Exercise
Filter the lines below, copying each one that contains the string "hair". Matching is case-sensitive.

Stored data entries
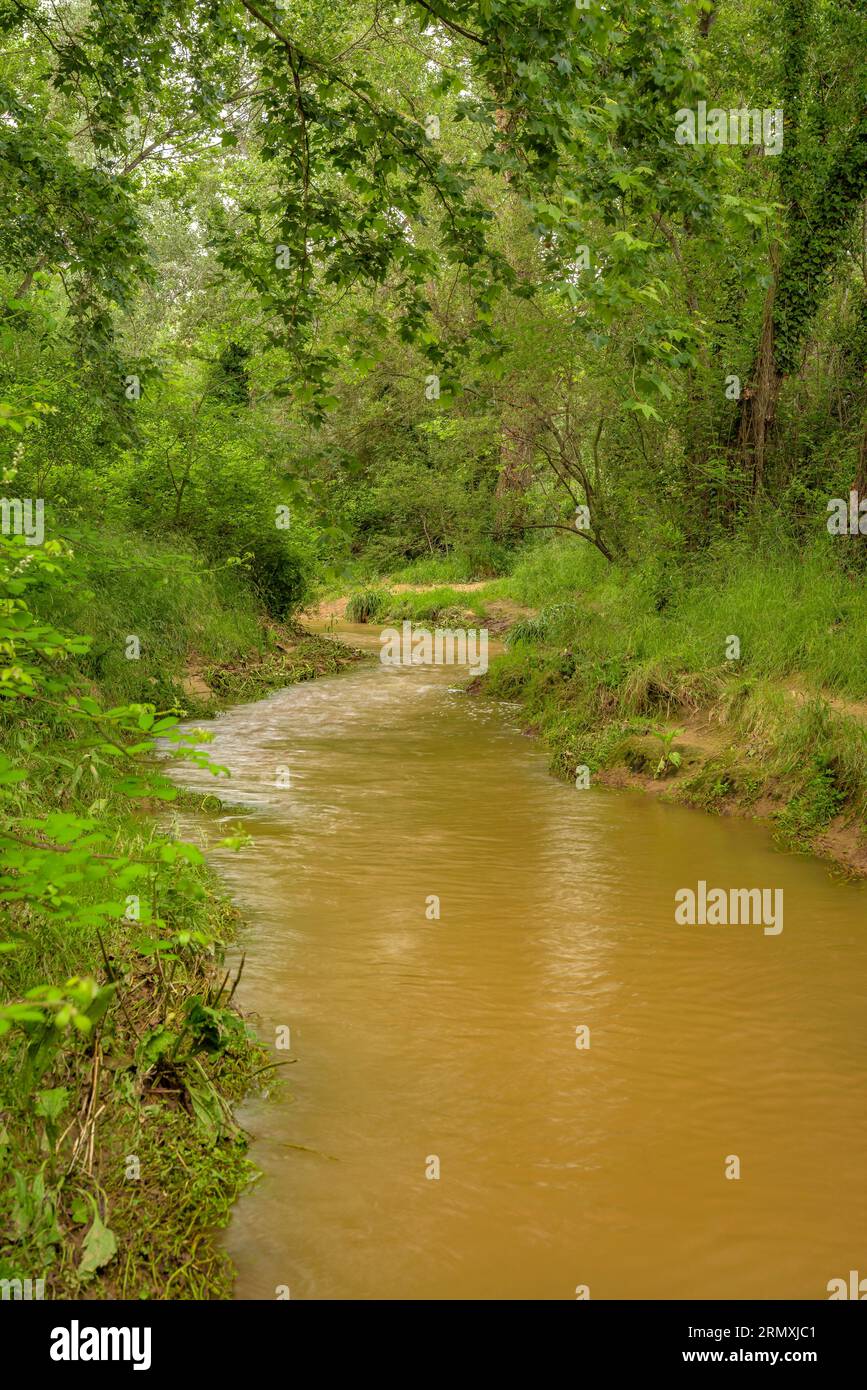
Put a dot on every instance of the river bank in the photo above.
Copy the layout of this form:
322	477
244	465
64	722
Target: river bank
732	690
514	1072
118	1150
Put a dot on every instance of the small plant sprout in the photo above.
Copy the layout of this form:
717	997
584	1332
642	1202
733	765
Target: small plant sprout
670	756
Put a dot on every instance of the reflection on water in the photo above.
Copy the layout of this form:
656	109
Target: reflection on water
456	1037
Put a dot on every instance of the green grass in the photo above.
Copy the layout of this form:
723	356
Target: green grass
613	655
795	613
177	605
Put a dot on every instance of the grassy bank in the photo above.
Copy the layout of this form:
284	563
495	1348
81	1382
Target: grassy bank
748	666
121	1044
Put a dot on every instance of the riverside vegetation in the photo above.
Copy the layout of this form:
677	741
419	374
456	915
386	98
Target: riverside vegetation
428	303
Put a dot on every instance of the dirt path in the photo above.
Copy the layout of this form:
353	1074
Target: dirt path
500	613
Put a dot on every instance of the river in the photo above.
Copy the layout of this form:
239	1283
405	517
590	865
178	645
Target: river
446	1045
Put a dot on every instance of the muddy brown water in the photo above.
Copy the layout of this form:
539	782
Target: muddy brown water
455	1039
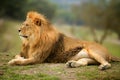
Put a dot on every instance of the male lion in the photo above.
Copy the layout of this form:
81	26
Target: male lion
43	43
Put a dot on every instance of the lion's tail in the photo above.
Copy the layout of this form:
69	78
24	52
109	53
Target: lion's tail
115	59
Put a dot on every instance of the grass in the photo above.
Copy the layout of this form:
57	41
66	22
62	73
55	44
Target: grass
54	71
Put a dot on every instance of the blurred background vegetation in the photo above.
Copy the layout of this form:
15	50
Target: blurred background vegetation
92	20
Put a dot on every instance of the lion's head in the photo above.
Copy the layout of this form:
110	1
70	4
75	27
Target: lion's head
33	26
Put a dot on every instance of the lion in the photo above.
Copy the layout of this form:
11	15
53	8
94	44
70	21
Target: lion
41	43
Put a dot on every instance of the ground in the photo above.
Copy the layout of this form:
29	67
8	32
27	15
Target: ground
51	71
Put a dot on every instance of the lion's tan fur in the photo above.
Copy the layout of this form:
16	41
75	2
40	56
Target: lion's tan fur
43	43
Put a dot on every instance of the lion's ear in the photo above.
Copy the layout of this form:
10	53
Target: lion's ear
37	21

--

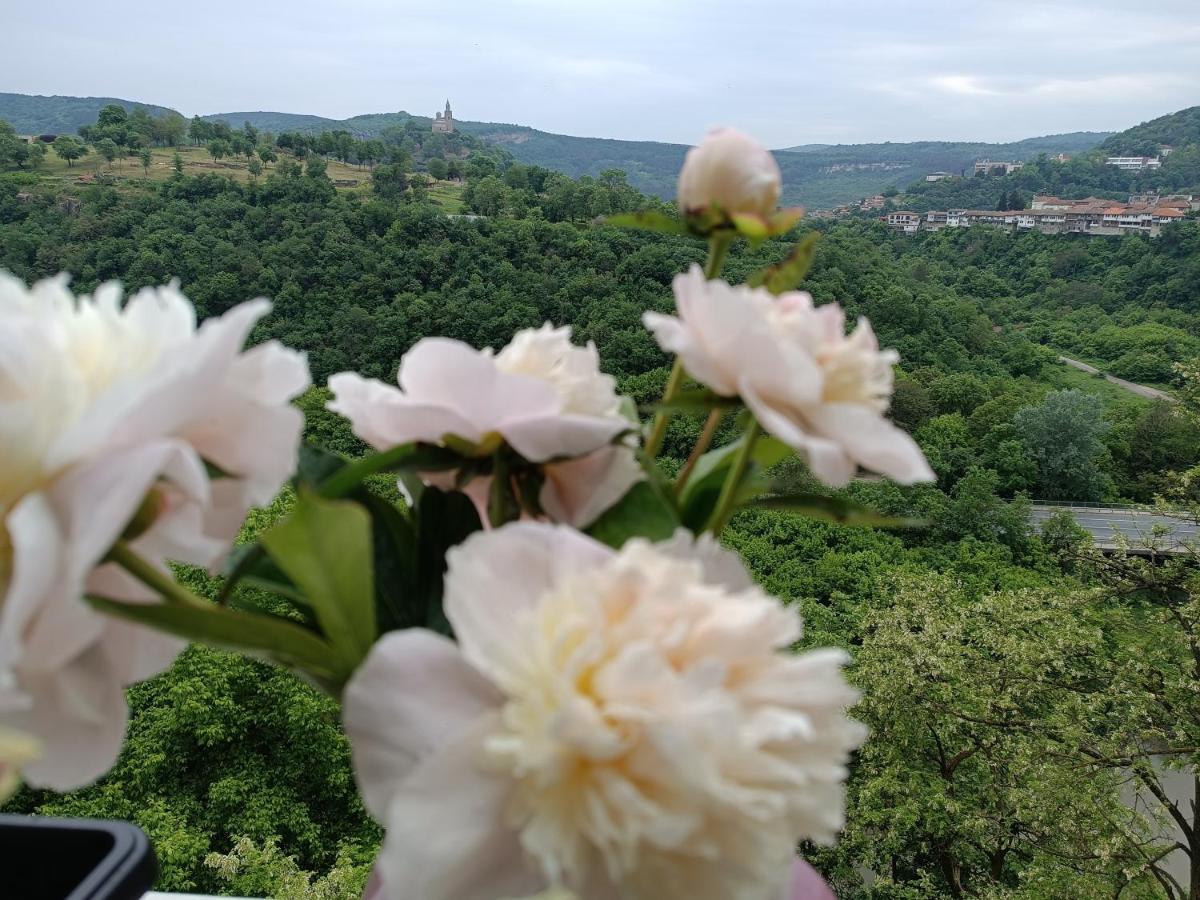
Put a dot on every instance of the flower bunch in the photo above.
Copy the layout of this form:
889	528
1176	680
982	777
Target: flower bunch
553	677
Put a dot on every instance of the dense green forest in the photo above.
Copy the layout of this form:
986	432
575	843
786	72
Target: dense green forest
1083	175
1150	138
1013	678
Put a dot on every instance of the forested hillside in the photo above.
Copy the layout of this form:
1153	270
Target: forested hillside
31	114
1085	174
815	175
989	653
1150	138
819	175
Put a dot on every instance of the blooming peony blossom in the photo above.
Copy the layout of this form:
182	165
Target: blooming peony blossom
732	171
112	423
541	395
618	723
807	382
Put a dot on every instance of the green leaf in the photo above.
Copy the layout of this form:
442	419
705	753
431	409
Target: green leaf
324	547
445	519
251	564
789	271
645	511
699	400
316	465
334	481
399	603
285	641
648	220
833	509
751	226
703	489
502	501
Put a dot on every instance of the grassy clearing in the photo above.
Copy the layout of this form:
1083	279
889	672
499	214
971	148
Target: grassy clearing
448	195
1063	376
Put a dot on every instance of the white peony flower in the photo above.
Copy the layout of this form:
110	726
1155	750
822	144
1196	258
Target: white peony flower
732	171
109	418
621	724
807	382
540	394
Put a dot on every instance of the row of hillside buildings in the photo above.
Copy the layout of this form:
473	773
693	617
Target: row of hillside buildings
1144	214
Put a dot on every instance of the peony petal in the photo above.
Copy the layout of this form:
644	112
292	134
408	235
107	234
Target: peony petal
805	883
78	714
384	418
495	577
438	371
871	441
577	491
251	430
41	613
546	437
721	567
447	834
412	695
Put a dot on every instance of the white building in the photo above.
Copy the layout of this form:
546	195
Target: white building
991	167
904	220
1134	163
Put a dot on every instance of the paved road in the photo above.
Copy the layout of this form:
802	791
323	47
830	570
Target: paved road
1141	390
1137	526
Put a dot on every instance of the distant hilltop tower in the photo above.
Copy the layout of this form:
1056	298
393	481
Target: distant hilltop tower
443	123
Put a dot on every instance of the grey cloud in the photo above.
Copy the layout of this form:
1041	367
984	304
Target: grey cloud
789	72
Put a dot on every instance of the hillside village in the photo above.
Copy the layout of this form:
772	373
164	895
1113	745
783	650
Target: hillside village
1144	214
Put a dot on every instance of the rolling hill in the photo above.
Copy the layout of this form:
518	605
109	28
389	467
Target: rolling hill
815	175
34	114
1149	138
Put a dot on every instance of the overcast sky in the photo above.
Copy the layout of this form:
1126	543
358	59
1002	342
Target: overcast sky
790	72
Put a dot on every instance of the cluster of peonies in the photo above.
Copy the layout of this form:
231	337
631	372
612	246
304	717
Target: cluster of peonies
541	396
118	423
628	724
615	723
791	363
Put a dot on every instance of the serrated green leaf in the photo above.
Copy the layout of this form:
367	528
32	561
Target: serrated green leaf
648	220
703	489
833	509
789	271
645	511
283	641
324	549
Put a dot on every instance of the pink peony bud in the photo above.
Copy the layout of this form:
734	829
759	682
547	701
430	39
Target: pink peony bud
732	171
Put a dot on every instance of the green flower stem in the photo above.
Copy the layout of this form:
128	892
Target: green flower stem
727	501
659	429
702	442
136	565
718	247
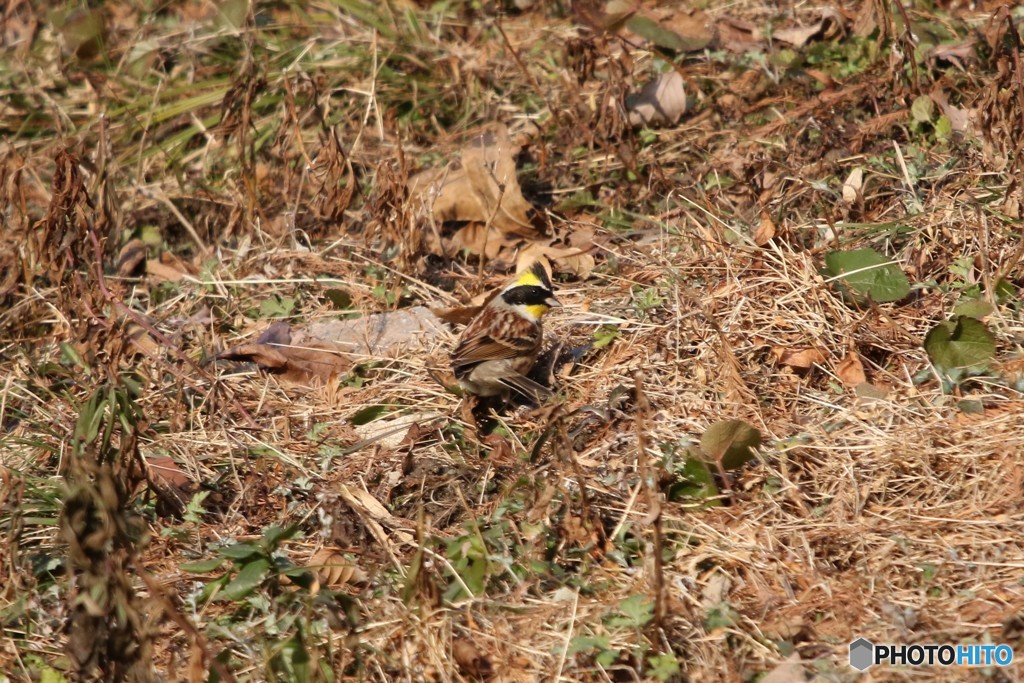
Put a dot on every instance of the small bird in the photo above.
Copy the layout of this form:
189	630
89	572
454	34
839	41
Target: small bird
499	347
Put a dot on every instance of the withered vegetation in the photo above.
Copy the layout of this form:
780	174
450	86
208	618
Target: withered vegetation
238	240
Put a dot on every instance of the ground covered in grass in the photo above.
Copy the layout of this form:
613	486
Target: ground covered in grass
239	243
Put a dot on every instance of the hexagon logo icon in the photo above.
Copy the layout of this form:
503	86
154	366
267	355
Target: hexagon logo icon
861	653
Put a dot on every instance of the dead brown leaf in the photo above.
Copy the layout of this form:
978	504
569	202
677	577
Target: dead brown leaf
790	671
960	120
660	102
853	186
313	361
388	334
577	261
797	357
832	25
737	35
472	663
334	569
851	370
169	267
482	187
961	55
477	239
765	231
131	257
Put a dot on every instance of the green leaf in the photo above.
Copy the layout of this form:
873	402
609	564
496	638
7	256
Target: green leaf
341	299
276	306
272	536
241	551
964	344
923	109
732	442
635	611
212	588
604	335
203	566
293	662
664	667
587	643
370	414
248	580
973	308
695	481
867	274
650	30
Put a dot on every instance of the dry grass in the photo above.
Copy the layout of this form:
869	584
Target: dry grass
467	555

...

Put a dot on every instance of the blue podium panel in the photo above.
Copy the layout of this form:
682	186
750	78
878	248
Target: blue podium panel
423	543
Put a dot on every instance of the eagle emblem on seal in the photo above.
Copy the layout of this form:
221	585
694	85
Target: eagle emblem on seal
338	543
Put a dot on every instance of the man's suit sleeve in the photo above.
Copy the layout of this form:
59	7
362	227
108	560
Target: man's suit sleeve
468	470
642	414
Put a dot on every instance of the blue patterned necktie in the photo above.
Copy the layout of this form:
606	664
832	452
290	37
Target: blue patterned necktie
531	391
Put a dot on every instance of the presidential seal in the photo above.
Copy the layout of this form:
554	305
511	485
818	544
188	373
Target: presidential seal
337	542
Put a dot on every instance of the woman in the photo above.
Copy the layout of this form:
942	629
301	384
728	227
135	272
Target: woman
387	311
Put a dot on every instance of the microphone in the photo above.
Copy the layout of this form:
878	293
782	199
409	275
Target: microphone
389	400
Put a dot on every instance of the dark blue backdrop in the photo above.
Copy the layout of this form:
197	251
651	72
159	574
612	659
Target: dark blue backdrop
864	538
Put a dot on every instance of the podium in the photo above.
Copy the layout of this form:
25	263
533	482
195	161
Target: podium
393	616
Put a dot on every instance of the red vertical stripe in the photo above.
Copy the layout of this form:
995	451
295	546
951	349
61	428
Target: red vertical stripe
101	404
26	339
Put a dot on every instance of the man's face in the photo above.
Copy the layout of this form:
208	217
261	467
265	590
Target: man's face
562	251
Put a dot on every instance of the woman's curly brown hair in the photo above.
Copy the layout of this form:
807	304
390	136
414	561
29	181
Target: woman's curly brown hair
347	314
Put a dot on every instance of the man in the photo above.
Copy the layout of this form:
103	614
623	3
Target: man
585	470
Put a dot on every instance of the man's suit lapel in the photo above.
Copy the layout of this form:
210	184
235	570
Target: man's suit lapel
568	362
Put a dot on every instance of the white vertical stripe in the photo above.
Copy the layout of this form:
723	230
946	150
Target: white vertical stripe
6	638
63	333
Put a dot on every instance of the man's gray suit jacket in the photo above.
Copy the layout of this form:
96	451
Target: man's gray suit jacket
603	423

Exercise output
Put a dot on every instance of the woman's curly brown hair in the photo above.
Target: woman's curly brown hair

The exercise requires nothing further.